• Given exercise: Could you put every one of the rows below into a two-column CSV with the columns "text" and "answer", one CSV line per row? Each value should sit in a single quoted field, with line breaks replaced by spaces.

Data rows
# # # # # # #

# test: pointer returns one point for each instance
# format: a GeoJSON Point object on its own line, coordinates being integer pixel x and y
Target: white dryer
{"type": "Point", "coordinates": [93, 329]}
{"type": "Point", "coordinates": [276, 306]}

# # # # # # #

• Answer:
text,answer
"# test: pointer returns one point for each instance # format: a GeoJSON Point object on its own line, coordinates being integer pixel x and y Target: white dryer","{""type"": ""Point"", ""coordinates"": [93, 329]} {""type"": ""Point"", ""coordinates"": [276, 306]}"